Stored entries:
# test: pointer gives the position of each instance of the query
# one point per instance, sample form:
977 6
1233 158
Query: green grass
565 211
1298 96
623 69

- Set exercise -
Write out the entries again, switching "instance" to "occurrence" wherever it appears and keeping everything else the same.

- Task response -
# test: pointer gives the position of each occurrence of the query
# one point per occurrence, sample form:
977 6
1233 158
Query: green grass
565 211
1298 96
623 69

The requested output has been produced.